* START RECORDS SHOWN *

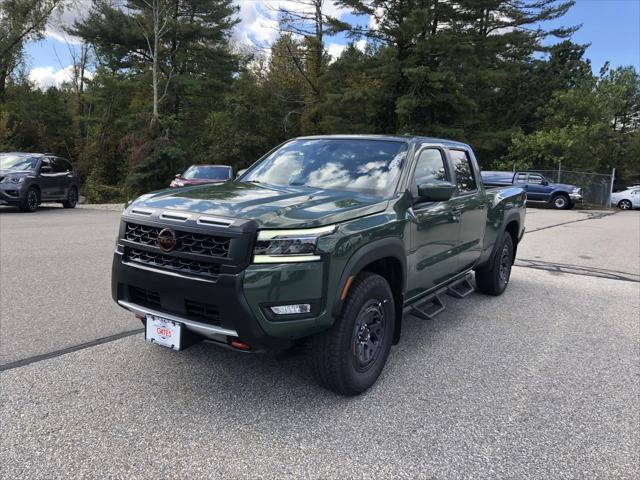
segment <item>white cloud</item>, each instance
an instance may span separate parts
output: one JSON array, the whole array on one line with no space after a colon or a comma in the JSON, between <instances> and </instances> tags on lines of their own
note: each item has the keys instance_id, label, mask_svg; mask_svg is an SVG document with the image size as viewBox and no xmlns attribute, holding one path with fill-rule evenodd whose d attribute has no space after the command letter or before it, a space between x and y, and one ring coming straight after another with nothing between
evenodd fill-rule
<instances>
[{"instance_id":1,"label":"white cloud","mask_svg":"<svg viewBox=\"0 0 640 480\"><path fill-rule=\"evenodd\" d=\"M332 59L338 58L342 52L344 51L346 45L343 43L330 43L327 45L327 52L331 56Z\"/></svg>"},{"instance_id":2,"label":"white cloud","mask_svg":"<svg viewBox=\"0 0 640 480\"><path fill-rule=\"evenodd\" d=\"M64 29L83 18L91 9L92 0L72 0L62 11L54 14L47 26L46 35L67 43L80 43L80 39L67 34ZM233 32L233 40L248 46L268 47L278 36L278 11L280 9L301 12L308 6L296 0L235 0L239 7L240 23ZM326 15L340 18L348 12L334 0L323 5Z\"/></svg>"},{"instance_id":3,"label":"white cloud","mask_svg":"<svg viewBox=\"0 0 640 480\"><path fill-rule=\"evenodd\" d=\"M78 37L69 35L65 32L65 28L73 26L76 20L81 20L89 13L92 0L72 0L62 11L56 11L51 15L45 35L55 38L60 42L78 44L81 40Z\"/></svg>"},{"instance_id":4,"label":"white cloud","mask_svg":"<svg viewBox=\"0 0 640 480\"><path fill-rule=\"evenodd\" d=\"M1 1L1 0L0 0ZM46 36L73 46L81 43L77 37L65 32L76 20L82 19L91 9L92 0L71 0L62 12L54 14L46 29ZM245 46L262 49L265 52L278 37L278 11L279 9L301 12L308 9L296 0L235 0L238 5L238 18L240 23L232 34L232 42ZM323 12L332 17L341 18L349 12L348 9L339 7L335 0L325 0ZM356 46L364 50L365 40L360 40ZM340 56L345 45L338 42L330 42L326 46L329 55L333 58ZM268 53L268 52L267 52ZM53 63L53 62L52 62ZM59 86L72 78L72 67L56 69L52 66L37 66L29 73L29 78L40 88Z\"/></svg>"},{"instance_id":5,"label":"white cloud","mask_svg":"<svg viewBox=\"0 0 640 480\"><path fill-rule=\"evenodd\" d=\"M85 71L85 77L92 78L91 72ZM73 81L73 65L56 70L54 67L36 67L29 72L29 80L42 90L59 87L63 83Z\"/></svg>"}]
</instances>

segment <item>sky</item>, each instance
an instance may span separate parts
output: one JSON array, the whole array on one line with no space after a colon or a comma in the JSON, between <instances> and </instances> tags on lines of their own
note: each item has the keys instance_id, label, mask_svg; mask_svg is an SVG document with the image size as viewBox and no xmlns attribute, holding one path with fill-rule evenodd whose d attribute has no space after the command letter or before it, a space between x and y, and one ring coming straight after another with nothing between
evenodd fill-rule
<instances>
[{"instance_id":1,"label":"sky","mask_svg":"<svg viewBox=\"0 0 640 480\"><path fill-rule=\"evenodd\" d=\"M274 9L278 6L295 8L295 0L235 0L239 7L240 23L233 33L233 40L249 46L266 48L277 35ZM81 13L86 12L91 0L75 0L77 7L68 9L60 18L51 22L46 37L26 46L30 78L40 87L47 88L71 78L70 46L74 39L63 33L60 25L69 25ZM325 4L325 12L350 22L366 19L355 17L340 9L331 0ZM606 61L611 67L633 65L640 70L640 0L577 0L576 5L561 19L547 22L549 27L582 25L573 35L577 43L590 44L587 57L592 61L594 73L598 73ZM338 56L346 45L341 35L329 38L327 51ZM364 48L364 41L359 43Z\"/></svg>"}]
</instances>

* END RECORDS SHOWN *

#### DIRECTIVE:
Express every line of the listing above as a JSON list of strings, one string per line, leaving out blank lines and the pictures.

#### REPLY TO THE EXERCISE:
[
  "segment <item>white cloud</item>, each instance",
  "an instance may span separate parts",
  "output: one JSON array, the whole array on one line with no space after a colon or a comma in the JSON, between <instances> and </instances> tags on lines of their own",
  "note: each item has the keys instance_id, label, mask_svg; mask_svg is an SVG document with the image size as viewBox and no xmlns attribute, holding one path with fill-rule evenodd whose d attribute has no space after the command letter or before it, a space between x and y, and one ring coming straight after another with nothing between",
  "evenodd fill-rule",
  "<instances>",
  "[{\"instance_id\":1,\"label\":\"white cloud\",\"mask_svg\":\"<svg viewBox=\\\"0 0 640 480\\\"><path fill-rule=\\\"evenodd\\\" d=\\\"M332 59L338 58L342 52L344 51L346 45L343 43L330 43L327 45L327 52L331 56Z\\\"/></svg>\"},{\"instance_id\":2,\"label\":\"white cloud\",\"mask_svg\":\"<svg viewBox=\\\"0 0 640 480\\\"><path fill-rule=\\\"evenodd\\\" d=\\\"M64 29L83 18L91 9L92 0L72 0L62 11L54 14L47 26L46 35L67 43L80 43L80 39L67 34ZM233 32L233 40L248 46L268 47L278 36L278 11L280 9L301 12L308 6L296 0L235 0L239 7L240 23ZM326 15L340 18L348 12L334 0L323 5Z\\\"/></svg>\"},{\"instance_id\":3,\"label\":\"white cloud\",\"mask_svg\":\"<svg viewBox=\\\"0 0 640 480\\\"><path fill-rule=\\\"evenodd\\\" d=\\\"M78 37L69 35L65 32L65 28L73 26L76 20L81 20L89 13L92 0L72 0L62 11L56 11L51 15L45 35L55 38L60 42L78 44L81 40Z\\\"/></svg>\"},{\"instance_id\":4,\"label\":\"white cloud\",\"mask_svg\":\"<svg viewBox=\\\"0 0 640 480\\\"><path fill-rule=\\\"evenodd\\\" d=\\\"M1 1L1 0L0 0ZM46 36L73 46L81 43L77 37L65 32L76 20L82 19L91 9L92 0L71 0L62 12L54 14L46 29ZM245 46L262 49L265 52L278 37L278 11L279 9L301 12L308 9L296 0L235 0L238 5L238 18L240 23L232 34L232 42ZM323 12L332 17L341 18L349 12L348 9L339 7L335 0L325 0ZM356 46L364 50L365 40L360 40ZM340 56L345 45L338 42L330 42L326 46L329 55L333 58ZM268 53L268 52L267 52ZM53 63L53 62L52 62ZM59 86L72 78L72 67L56 69L52 66L37 66L29 73L29 78L40 88Z\\\"/></svg>\"},{\"instance_id\":5,\"label\":\"white cloud\",\"mask_svg\":\"<svg viewBox=\\\"0 0 640 480\\\"><path fill-rule=\\\"evenodd\\\" d=\\\"M85 71L85 77L92 78L91 72ZM73 81L73 65L56 70L54 67L36 67L29 72L29 80L42 90L59 87L63 83Z\\\"/></svg>\"}]",
  "</instances>",
  "segment <item>sky</item>, each instance",
  "an instance may span separate parts",
  "output: one JSON array, the whole array on one line with no space after a colon or a comma in the JSON, between <instances> and </instances> tags on lines of their own",
  "note: each item has the keys instance_id, label, mask_svg; mask_svg is an SVG document with the image size as viewBox and no xmlns attribute, holding one path with fill-rule evenodd whose d attribute has no space after the command letter or before it, a space between x and y, and one ring coming straight after another with nothing between",
  "evenodd fill-rule",
  "<instances>",
  "[{\"instance_id\":1,\"label\":\"sky\",\"mask_svg\":\"<svg viewBox=\\\"0 0 640 480\\\"><path fill-rule=\\\"evenodd\\\" d=\\\"M274 9L278 6L295 8L295 0L235 0L239 7L240 23L233 33L233 40L249 46L266 48L277 35ZM81 13L86 12L91 0L75 0L77 7L68 9L60 18L51 22L46 37L26 46L30 78L40 87L47 88L71 78L70 46L74 39L63 33L60 25L69 25ZM325 4L325 12L350 22L366 19L355 17L340 9L331 0ZM606 61L611 67L633 65L640 70L640 0L577 0L576 5L561 19L547 22L549 27L582 25L573 35L577 43L590 44L587 57L592 61L594 73L598 73ZM338 56L346 45L341 35L329 38L327 51ZM364 48L364 41L359 43Z\\\"/></svg>\"}]",
  "</instances>"
]